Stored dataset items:
▽
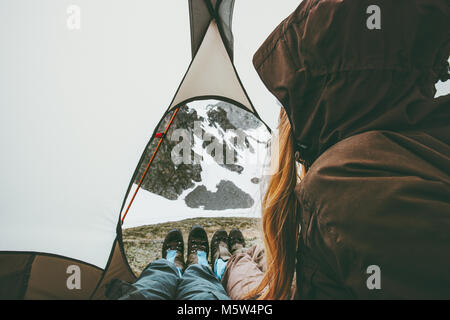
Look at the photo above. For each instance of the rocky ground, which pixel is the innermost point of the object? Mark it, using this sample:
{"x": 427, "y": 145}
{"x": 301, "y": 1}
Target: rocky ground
{"x": 144, "y": 244}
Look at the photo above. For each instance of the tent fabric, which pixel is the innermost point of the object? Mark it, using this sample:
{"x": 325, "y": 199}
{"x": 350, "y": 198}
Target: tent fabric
{"x": 212, "y": 74}
{"x": 202, "y": 12}
{"x": 61, "y": 207}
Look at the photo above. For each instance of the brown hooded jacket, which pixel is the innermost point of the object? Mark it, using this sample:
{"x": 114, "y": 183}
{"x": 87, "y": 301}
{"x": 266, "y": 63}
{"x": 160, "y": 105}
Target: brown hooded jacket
{"x": 357, "y": 80}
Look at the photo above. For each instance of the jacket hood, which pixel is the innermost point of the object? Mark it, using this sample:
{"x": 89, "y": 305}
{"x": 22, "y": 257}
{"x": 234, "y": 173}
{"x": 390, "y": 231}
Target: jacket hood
{"x": 343, "y": 67}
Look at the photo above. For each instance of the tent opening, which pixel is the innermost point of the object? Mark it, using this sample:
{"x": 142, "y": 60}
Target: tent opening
{"x": 208, "y": 169}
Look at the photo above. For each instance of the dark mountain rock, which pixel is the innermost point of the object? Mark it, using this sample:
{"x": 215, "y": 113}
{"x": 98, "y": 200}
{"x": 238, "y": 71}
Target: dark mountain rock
{"x": 227, "y": 196}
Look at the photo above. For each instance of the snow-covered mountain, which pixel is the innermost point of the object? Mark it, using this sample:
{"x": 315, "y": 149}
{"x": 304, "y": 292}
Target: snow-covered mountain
{"x": 210, "y": 164}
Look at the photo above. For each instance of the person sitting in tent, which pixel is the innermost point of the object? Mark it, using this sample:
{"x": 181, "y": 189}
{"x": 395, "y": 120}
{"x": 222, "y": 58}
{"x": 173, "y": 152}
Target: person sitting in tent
{"x": 239, "y": 268}
{"x": 356, "y": 82}
{"x": 170, "y": 278}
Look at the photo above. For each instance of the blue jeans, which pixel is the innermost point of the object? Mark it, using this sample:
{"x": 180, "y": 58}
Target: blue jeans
{"x": 162, "y": 280}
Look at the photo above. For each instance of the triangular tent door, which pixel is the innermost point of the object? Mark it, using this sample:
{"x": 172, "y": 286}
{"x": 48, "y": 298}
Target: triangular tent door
{"x": 62, "y": 211}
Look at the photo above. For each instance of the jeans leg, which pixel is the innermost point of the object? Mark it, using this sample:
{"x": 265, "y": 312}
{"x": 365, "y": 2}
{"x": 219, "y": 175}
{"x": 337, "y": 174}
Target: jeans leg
{"x": 219, "y": 268}
{"x": 200, "y": 283}
{"x": 159, "y": 281}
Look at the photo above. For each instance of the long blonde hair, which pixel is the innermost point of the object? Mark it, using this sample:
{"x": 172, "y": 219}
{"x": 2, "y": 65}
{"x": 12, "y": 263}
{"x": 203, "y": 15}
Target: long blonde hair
{"x": 280, "y": 220}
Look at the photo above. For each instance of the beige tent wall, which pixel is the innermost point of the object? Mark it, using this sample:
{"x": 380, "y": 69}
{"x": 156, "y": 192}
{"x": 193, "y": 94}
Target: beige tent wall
{"x": 211, "y": 73}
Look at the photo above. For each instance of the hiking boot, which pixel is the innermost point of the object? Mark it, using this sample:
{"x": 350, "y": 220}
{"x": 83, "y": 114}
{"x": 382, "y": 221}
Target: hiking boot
{"x": 219, "y": 247}
{"x": 174, "y": 241}
{"x": 197, "y": 241}
{"x": 236, "y": 241}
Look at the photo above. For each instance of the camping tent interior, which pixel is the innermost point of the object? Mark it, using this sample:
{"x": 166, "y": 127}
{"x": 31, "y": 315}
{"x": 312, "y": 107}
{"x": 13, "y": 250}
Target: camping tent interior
{"x": 76, "y": 145}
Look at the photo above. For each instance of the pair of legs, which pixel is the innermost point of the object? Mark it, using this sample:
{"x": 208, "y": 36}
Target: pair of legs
{"x": 171, "y": 278}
△
> **What is expected**
Copy every line of the records above word for word, without the pictures.

> **Exercise solution**
Look at the photo above. For each instance of the rocky ground, which pixel is the innermost point of the object? Mark it, using this sample:
{"x": 427, "y": 145}
{"x": 301, "y": 1}
Target: rocky ground
{"x": 144, "y": 244}
Look at the photo above. For each instance of the tent fabric, which pixel is the innermost point of the object? Mark it, using this sample:
{"x": 325, "y": 199}
{"x": 350, "y": 198}
Target: tent fabric
{"x": 212, "y": 74}
{"x": 202, "y": 12}
{"x": 61, "y": 207}
Look at the photo above. For each instance of the brown hooded jacket, which pixel is the innermost point of the object? Mark it, using this sample:
{"x": 114, "y": 183}
{"x": 87, "y": 301}
{"x": 266, "y": 63}
{"x": 160, "y": 105}
Target: brown hooded jacket
{"x": 357, "y": 80}
Look at the photo above. For each instance of the jacket hood, which pixel is the innermost point of the object? Mark it, using this sample:
{"x": 89, "y": 305}
{"x": 22, "y": 257}
{"x": 234, "y": 173}
{"x": 390, "y": 231}
Target: jacket hood
{"x": 343, "y": 67}
Look at the photo above. For each instance of the tent opening, which pixel is the innermost point of the object? Mark it, using this sample:
{"x": 142, "y": 60}
Target: tent opening
{"x": 208, "y": 169}
Look at the photo above. For each instance of the dark mountain rock, which pixel is the innermost point of the object? Mark it, using this sample:
{"x": 215, "y": 113}
{"x": 98, "y": 200}
{"x": 238, "y": 71}
Target: dark mountain rock
{"x": 227, "y": 196}
Look at the photo above. For each instance of the snow-covered mountain, which pixel is the innermost point of the object? Mark it, using this sample:
{"x": 315, "y": 149}
{"x": 304, "y": 292}
Target: snow-covered mountain
{"x": 210, "y": 164}
Look at the photo above. For each instance of the person sitting in tent, which pixel is the innermost point of the object? Mark it, using this sample:
{"x": 181, "y": 189}
{"x": 395, "y": 120}
{"x": 222, "y": 58}
{"x": 173, "y": 152}
Target: person sitting in tent
{"x": 239, "y": 268}
{"x": 356, "y": 82}
{"x": 170, "y": 278}
Look at the photo above. For each instance of the blue jeans, which pixel is the innermost point of the object? Mark it, using this sample:
{"x": 180, "y": 58}
Target: blue jeans
{"x": 162, "y": 280}
Look at the photo above. For each instance of the triangular tent door, which pixel is the innermost point of the object? Mark it, using this sample:
{"x": 172, "y": 286}
{"x": 48, "y": 298}
Target: triangular tent door
{"x": 62, "y": 211}
Look at the photo above. For each instance of the jeans leg, which pixel is the innermost point of the object? Mark it, using this sample:
{"x": 265, "y": 312}
{"x": 365, "y": 2}
{"x": 219, "y": 175}
{"x": 337, "y": 174}
Target: jeans leg
{"x": 219, "y": 268}
{"x": 200, "y": 283}
{"x": 159, "y": 281}
Look at the photo above. For each instance of the long blonde hair, which pixel is the innermost point of the object? Mark it, using this sample:
{"x": 172, "y": 219}
{"x": 2, "y": 65}
{"x": 12, "y": 263}
{"x": 203, "y": 15}
Target: long blonde hair
{"x": 280, "y": 220}
Look at the photo above. For each instance of the beige tent wall, which pixel is the innermost point of the object? Mark it, using this sample:
{"x": 380, "y": 69}
{"x": 156, "y": 192}
{"x": 193, "y": 94}
Target: beige tent wall
{"x": 211, "y": 73}
Look at the photo above. For each instance of the hiking boot, which pixel is the innermost point of the object? Mark it, using this sample:
{"x": 350, "y": 220}
{"x": 83, "y": 114}
{"x": 382, "y": 221}
Target: hiking boot
{"x": 219, "y": 247}
{"x": 174, "y": 241}
{"x": 197, "y": 241}
{"x": 236, "y": 241}
Look at the photo above. For each instance of the camping tent interior, which pixel is the innermost point of the object? Mark it, using this sample:
{"x": 166, "y": 127}
{"x": 31, "y": 315}
{"x": 312, "y": 107}
{"x": 13, "y": 250}
Target: camping tent interior
{"x": 76, "y": 145}
Look at the photo above. For each instance of the pair of legs, which pixel is the innermost point of the object? Mark it, using this sample:
{"x": 208, "y": 36}
Target: pair of legs
{"x": 171, "y": 278}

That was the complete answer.